- _WHAT YOU ARE ASKED TO DO_: Render the lines of the items as a JSON list of strings, one string per line and blank lines omitted, starting at the line that contains "Each instance of the yellow" and ending at the last line of the items.

Location identification items
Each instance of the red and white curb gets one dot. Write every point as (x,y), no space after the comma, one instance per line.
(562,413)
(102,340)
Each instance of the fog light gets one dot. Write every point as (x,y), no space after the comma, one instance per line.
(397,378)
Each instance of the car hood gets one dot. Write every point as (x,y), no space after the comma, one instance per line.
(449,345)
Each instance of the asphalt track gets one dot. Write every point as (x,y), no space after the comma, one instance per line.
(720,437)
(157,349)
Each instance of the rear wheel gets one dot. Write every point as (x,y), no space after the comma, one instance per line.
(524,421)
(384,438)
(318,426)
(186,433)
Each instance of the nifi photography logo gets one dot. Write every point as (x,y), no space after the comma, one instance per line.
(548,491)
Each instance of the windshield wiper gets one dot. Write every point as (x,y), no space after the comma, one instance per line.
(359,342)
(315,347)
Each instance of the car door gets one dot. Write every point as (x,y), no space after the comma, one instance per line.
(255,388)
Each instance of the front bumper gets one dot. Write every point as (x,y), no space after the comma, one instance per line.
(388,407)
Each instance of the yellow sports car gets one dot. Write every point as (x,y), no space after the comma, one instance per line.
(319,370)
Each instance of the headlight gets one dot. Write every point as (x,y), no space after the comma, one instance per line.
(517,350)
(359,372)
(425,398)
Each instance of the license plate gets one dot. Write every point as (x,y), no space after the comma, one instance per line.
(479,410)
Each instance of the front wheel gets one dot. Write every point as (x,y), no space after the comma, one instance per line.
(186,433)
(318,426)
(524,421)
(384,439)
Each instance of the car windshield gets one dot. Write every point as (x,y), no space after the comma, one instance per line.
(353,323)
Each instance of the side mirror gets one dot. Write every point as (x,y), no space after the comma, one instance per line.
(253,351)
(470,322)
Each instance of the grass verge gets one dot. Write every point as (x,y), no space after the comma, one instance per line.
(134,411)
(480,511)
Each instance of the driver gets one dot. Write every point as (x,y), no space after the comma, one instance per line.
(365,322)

- _OUTPUT BELOW_:
[
  "Each instance of the yellow sports car gets one dot. Write every point as (x,y), no space after the comma, one instance per line.",
  "(319,370)",
  "Each instance of the headlight gets one dot. Write every point as (x,y), no space after the comma, one instance per line.",
  "(517,350)",
  "(359,372)",
  "(425,398)",
  "Each instance of the license plate gets one dot. Write every point as (x,y), no space after the comma, one instance per line.",
  "(479,410)",
  "Each instance of the front wheel gets one dot. Write every point as (x,y), no space after the comma, one instance per line.",
  "(186,433)",
  "(318,426)",
  "(524,421)",
  "(384,439)",
  "Each instance of the car windshield gets one dot. Write every point as (x,y), no space after the comma, one instance per line.",
  "(353,323)",
  "Each instance of the side mirror gets one dot. Write every point as (x,y), no space after the comma, one instance per line.",
  "(253,351)",
  "(470,322)",
  "Each instance of the grass verge gets one dot. Write every point as (x,y), no space after the comma, one instance per line.",
  "(134,411)",
  "(480,511)",
  "Each instance of the driver gets one dot. Write every point as (x,y), no space after the comma, one instance per line.",
  "(365,322)"
]